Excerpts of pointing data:
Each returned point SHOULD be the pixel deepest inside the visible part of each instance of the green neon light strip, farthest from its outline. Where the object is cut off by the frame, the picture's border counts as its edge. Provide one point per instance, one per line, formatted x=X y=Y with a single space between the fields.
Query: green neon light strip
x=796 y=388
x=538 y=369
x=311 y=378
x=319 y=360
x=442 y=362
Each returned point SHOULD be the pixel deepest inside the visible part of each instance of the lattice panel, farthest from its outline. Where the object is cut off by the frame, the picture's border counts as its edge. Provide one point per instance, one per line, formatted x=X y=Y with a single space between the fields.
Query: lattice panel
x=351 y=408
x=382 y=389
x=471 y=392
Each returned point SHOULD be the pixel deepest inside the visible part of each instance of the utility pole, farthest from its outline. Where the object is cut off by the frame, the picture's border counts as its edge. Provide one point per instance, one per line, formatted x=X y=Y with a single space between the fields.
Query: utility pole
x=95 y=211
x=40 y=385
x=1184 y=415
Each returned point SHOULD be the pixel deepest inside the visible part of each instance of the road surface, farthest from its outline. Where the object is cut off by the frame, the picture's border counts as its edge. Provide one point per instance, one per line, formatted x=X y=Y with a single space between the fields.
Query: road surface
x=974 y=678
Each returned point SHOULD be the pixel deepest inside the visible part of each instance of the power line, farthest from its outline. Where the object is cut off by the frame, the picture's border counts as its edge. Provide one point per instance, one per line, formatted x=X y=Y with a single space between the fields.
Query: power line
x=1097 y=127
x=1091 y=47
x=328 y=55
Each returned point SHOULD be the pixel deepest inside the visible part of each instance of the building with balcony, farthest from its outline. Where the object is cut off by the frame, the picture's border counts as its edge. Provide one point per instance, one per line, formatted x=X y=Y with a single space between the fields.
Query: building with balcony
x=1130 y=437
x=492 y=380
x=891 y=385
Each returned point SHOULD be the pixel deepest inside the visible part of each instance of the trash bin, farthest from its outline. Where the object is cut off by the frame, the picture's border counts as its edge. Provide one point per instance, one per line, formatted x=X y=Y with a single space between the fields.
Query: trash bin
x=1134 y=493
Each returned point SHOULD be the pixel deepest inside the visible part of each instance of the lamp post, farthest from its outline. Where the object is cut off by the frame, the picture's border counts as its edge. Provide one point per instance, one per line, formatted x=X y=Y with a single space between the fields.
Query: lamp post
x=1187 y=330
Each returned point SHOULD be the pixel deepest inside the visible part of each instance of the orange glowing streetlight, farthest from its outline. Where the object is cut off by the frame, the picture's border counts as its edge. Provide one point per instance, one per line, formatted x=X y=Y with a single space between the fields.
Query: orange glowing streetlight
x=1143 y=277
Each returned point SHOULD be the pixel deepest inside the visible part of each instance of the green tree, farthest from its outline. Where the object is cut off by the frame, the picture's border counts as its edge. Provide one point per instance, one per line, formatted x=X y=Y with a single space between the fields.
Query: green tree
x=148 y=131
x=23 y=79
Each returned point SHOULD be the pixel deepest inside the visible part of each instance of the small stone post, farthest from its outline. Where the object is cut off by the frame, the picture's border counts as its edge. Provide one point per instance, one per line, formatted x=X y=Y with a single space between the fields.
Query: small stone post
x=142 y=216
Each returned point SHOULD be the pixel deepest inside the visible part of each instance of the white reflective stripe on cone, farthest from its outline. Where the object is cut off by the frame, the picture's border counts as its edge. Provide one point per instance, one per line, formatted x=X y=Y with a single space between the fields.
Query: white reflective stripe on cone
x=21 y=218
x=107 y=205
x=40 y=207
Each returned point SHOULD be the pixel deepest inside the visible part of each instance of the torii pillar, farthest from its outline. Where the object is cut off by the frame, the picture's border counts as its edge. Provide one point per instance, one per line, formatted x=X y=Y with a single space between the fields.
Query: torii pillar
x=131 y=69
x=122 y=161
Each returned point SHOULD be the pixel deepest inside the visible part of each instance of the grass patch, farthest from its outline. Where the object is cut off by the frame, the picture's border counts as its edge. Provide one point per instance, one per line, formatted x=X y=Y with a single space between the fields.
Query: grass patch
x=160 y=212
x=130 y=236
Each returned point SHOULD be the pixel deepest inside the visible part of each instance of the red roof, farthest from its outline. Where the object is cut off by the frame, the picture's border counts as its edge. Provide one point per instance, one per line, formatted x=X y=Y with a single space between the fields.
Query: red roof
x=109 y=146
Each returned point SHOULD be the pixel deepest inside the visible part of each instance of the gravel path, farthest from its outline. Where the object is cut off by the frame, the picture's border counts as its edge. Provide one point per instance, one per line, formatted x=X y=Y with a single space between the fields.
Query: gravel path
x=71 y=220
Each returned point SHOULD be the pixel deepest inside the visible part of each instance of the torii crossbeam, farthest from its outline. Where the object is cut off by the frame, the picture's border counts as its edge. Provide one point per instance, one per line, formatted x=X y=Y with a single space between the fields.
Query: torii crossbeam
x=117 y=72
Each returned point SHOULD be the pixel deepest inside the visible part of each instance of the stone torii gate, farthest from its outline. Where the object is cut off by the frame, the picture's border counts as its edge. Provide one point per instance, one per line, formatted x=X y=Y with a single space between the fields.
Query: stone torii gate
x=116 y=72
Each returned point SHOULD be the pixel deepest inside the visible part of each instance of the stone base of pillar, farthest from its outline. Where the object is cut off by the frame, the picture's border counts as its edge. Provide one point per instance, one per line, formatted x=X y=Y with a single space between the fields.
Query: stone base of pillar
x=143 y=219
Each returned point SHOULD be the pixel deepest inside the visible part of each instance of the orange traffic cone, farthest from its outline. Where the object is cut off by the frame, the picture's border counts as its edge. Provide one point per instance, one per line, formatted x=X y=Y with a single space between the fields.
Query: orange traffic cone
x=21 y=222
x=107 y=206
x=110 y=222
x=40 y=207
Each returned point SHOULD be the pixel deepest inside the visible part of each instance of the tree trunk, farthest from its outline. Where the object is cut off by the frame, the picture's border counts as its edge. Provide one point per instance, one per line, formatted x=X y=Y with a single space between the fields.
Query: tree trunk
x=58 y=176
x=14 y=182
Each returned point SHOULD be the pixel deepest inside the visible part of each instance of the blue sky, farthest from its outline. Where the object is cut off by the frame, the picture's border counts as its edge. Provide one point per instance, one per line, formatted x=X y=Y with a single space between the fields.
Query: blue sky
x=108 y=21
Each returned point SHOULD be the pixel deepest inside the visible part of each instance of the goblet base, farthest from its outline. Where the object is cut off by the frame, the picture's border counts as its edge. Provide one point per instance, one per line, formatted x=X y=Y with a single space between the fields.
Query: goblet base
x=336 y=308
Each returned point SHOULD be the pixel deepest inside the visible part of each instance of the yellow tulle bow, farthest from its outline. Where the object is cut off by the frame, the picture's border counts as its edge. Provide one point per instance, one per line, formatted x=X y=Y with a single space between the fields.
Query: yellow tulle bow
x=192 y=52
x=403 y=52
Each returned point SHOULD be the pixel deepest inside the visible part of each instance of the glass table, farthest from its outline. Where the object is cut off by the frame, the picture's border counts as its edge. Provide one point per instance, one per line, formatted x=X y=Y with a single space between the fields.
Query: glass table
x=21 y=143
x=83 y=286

What is being asked: Pull out every one of the entries above and reproduce them word for word, with no changes.

Final result:
Each returned point SHOULD be the pixel deepest inside the visible part of each instance of the green neon light strip, farthest from its outline. Where the object is cut off by the frame, the picture's border counts as its edge. Provide one point per instance, one per line, formatted x=X y=Y with a single space between the fields.
Query: green neon light strip
x=796 y=388
x=538 y=369
x=311 y=378
x=319 y=360
x=442 y=362
Each returned point SHOULD be the pixel deepest inside the visible part of each instance of the lattice panel, farthest from its outline. Where the object is cut off by the frame, the picture's border counts as its edge. Provide one point per instance, one per line, formatted x=X y=Y with a single space between the fields.
Query: lattice panel
x=351 y=408
x=382 y=389
x=471 y=392
Each returned point SHOULD be the pixel deepest inside the visible part of each instance of the utility pole, farthest from its outline. Where the object is cut off by the frame, the picture's border counts as its edge. Provide one point per instance, one per line, formatted x=X y=Y with a single space between the fields.
Query: utility pole
x=95 y=211
x=40 y=385
x=1184 y=415
Each returned point SHOULD be the pixel deepest inside the visible part of each instance of the road surface, farthest from its outline. Where the object is cut off by the frame, the picture's border counts as its edge. Provide one point per instance, one per line, formatted x=X y=Y with a single space between the fields.
Query: road surface
x=974 y=678
Each returned point SHOULD be the pixel deepest inside the visible part of each instance of the power line, farthest from its outline. Where the object is cut off by the frame, the picture's border counts as its edge. Provide one point per instance, one per line, formatted x=X y=Y with a single space between the fields.
Query: power line
x=1097 y=127
x=1091 y=47
x=328 y=55
Each returned point SHOULD be the pixel deepest inside the visible part of each instance of the building with balcony, farthest from its outline. Where the object is cut off by the frame, the picture's border counts as its edge. Provide one point per instance, one per line, formatted x=X y=Y with a single space between the fields.
Query: building with balcony
x=1130 y=437
x=492 y=380
x=891 y=385
Each returned point SHOULD be the pixel deepest inside the visible part of each instance of the trash bin, farthest from its outline. Where the object is cut off by the frame, the picture's border counts as its edge. Provide one point per instance, one per line, formatted x=X y=Y with a single space between the fields.
Query: trash bin
x=1134 y=493
Each returned point SHOULD be the pixel deepest inside the visible part of each instance of the lamp post, farthest from its outline. Where the object is cut off by the frame, the picture's border counts as its edge. Provide one point per instance, one per line, formatted x=X y=Y with a single space between the fields.
Query: lamp post
x=1187 y=330
Each returned point SHOULD be the pixel deepest inside the visible part of each instance of the orange glowing streetlight, farthest from its outline. Where the object is cut off by the frame, the picture's border counts as its edge. Provide one point per instance, one per line, formatted x=X y=Y with a single space between the fields.
Query: orange glowing streetlight
x=1143 y=277
Each returned point SHOULD be the pixel deepest inside the visible part of each instance of the green tree, farthest from its outline. Where the object is cut off by the frame, the picture's border counts as its edge. Provide one point per instance, one per line, formatted x=X y=Y with a single space between the fields.
Query: green tree
x=148 y=131
x=23 y=79
Each returned point SHOULD be the pixel deepest inside the visible part of each instance of the small stone post, farthest from its outline. Where the object is cut off by the frame, the picture's border counts as its edge. Provide one point per instance, one per line, formatted x=X y=Y with a single space between the fields.
Query: small stone post
x=142 y=216
Each returned point SHOULD be the pixel deepest inside the visible part of each instance of the white reflective stripe on cone, farthest from its outline. Where the object is cut off by the frame, the picture's border counts as its edge. Provide one point per instance, one per line, formatted x=X y=Y with a single space between the fields.
Query: white reflective stripe on cone
x=21 y=218
x=107 y=205
x=40 y=207
Each returned point SHOULD be the pixel deepest inside the visible part of each instance of the torii pillar, farthest from its outline. Where the object is cut off by the frame, the picture's border counts as its edge. Provide one point per instance, one per line, formatted x=X y=Y with a single space between the fields.
Query: torii pillar
x=131 y=69
x=122 y=161
Each returned point SHOULD be the pixel deepest inside the visible part of each instance of the grass patch, farthest from its outline. Where the object is cut off by the frame, the picture's border counts as its edge. Provide one point per instance, one per line, formatted x=X y=Y with a single space between the fields.
Query: grass patch
x=160 y=212
x=130 y=236
Each returned point SHOULD be the pixel deepest inside the visible part of each instance of the red roof, farthest from its outline. Where the object is cut off by the frame, the picture's border counts as its edge. Provide one point per instance, one per line, formatted x=X y=Y with a single space between the fields.
Query: red roof
x=109 y=146
Each returned point SHOULD be the pixel deepest inside the visible part of each instance of the gravel path, farthest from its outline. Where the object is cut off by the frame, the picture's border counts as its edge. Provide one point per instance, one per line, formatted x=X y=Y with a single space between the fields.
Query: gravel path
x=71 y=220
Each returned point SHOULD be the pixel deepest inside the visible part of each instance of the torii crossbeam, farthest from its outline. Where the object is cut off by the frame, the picture's border counts as its edge. Provide one point per instance, one per line, formatted x=X y=Y with a single space between the fields.
Query: torii crossbeam
x=117 y=72
Each returned point SHOULD be the pixel deepest inside the visible part of each instance of the stone torii gate, farthest from its outline. Where the object is cut off by the frame, the picture's border counts as its edge. Provide one point per instance, one per line, formatted x=X y=Y with a single space between the fields.
Query: stone torii gate
x=116 y=72
Each returned point SHOULD be the pixel deepest inside the visible part of each instance of the stone base of pillar, farthest from its outline. Where the object is cut off by the frame, the picture's border counts as its edge. Provide one point per instance, one per line, formatted x=X y=Y with a single space between the fields.
Query: stone base of pillar
x=143 y=219
Each returned point SHOULD be the pixel deepest inside the visible part of each instance of the orange traffic cone, farthest from its outline. Where the object is cut off by the frame, the picture's border counts as its edge. Provide one point per instance, one per line, formatted x=X y=Y with a single space between the fields.
Query: orange traffic cone
x=21 y=222
x=107 y=206
x=110 y=222
x=40 y=207
Each returned point SHOULD be the pixel deepest inside the visible part of each instance of the tree trunk, farthest from its outline. Where the object is cut off by the frame, the picture's border counts as its edge. Provide one point per instance, one per line, formatted x=X y=Y with a single space between the fields.
Query: tree trunk
x=58 y=176
x=14 y=182
Each returned point SHOULD be the pixel deepest inside the visible part of each instance of the blue sky, farthest from its outline. Where the object is cut off by the frame, the picture's border counts as its edge. Provide one point per instance, one per line, formatted x=X y=Y with a single space between the fields.
Query: blue sky
x=108 y=21
Each returned point SHOULD be the pixel deepest inside the visible part of each instance of the goblet base, farthest from its outline. Where the object is cut off by the frame, the picture's border counts as its edge. Provide one point per instance, one per line, formatted x=X y=Y with a single space between the fields.
Query: goblet base
x=336 y=308
Each returned point SHOULD be the pixel deepest inside the visible part of each instance of the yellow tulle bow, farthest from its outline. Where the object is cut off by the frame, the picture's border counts as its edge. Provide one point per instance, one per line, formatted x=X y=Y with a single space between the fields.
Query: yellow tulle bow
x=192 y=52
x=403 y=52
Each returned point SHOULD be the pixel deepest inside the visible part of each instance of the glass table, farthest from its outline. Where the object is cut off by the frame, the picture's border counts as its edge. Provide one point per instance, one per line, formatted x=X y=Y with a single space between the fields.
Query: glass table
x=21 y=143
x=83 y=286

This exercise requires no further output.